Extract to read:

We use the $k$-space operation to describe the diffraction mechanism of a periodic metasurface. Figure 1(a) shows the $k$-space operation of a periodic metasurface with period $\Lambda _g$ illuminated by a plane wave with incident angle $\theta _i$. The reflection spectrum will consist of an infinite number of diffraction modes, of which the $n^{\textrm {th}}$ diffraction mode will have a tangential wave number of

$$k_n=k_i+nk_g,$$
where
$$k_i=k_0\sin\theta_i \textrm{ and } k_g=\frac{2\pi}{\Lambda_g}.$$

Of the infinite number of diffraction modes, the ones within the propagation range [$-k_0$, $k_0$] can scatter into the far field while the ones outside the propagation range are evanescent. Figure 1(b) is a schematic of the reflective metasurface in (a), with the reflection angles depicted in Fig. 1(c). The reflection angle of the $n^{\textrm {th}}$ propagating diffraction mode can be determined using

$$\theta_{r,n}=\sin^{{-}1}\frac{k_n}{k_0}.$$

 figure: Fig. 1.

Given problem: Extract the stretch of the metasurface diffraction text from "Of the infinite" through "figure: Fig. 1.". These rows have no connection to the text above.

Extracted data entries:

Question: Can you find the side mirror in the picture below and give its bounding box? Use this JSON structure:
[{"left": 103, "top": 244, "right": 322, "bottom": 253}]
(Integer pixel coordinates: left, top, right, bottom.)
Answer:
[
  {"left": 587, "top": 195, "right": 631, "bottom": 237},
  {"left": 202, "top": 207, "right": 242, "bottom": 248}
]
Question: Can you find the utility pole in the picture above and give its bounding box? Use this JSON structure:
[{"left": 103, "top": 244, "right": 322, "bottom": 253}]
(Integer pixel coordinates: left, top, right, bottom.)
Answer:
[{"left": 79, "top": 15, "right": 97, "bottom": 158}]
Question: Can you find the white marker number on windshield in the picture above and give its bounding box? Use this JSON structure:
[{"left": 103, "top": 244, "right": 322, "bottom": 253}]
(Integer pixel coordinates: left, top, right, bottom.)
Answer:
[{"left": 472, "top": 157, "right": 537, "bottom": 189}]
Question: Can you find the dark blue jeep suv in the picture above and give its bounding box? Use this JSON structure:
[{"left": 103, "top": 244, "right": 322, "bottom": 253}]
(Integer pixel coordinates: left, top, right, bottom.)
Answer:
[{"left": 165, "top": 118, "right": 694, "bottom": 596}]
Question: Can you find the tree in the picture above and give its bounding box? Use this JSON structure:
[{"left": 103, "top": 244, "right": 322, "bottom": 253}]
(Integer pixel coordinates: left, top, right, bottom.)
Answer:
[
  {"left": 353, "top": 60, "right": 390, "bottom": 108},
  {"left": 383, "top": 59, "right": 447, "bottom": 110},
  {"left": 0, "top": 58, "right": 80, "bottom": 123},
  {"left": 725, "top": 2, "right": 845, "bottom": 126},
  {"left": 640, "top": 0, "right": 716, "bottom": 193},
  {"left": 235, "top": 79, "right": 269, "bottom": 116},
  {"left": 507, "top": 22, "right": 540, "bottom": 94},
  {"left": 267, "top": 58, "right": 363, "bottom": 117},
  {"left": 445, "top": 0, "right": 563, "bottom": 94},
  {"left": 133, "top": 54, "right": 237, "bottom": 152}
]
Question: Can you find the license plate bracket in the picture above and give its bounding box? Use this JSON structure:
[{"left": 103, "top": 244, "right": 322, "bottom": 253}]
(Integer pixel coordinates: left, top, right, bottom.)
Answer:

Solution to this problem:
Of the infinite number of diffraction modes, the ones within the propagation range [$-k_0$, $k_0$] can scatter into the far field while the ones outside the propagation range are evanescent. Figure 1(b) is a schematic of the reflective metasurface in (a), with the reflection angles depicted in Fig. 1(c). The reflection angle of the $n^{\textrm {th}}$ propagating diffraction mode can be determined using

$$\theta_{r,n}=\sin^{{-}1}\frac{k_n}{k_0}.$$

 figure: Fig. 1.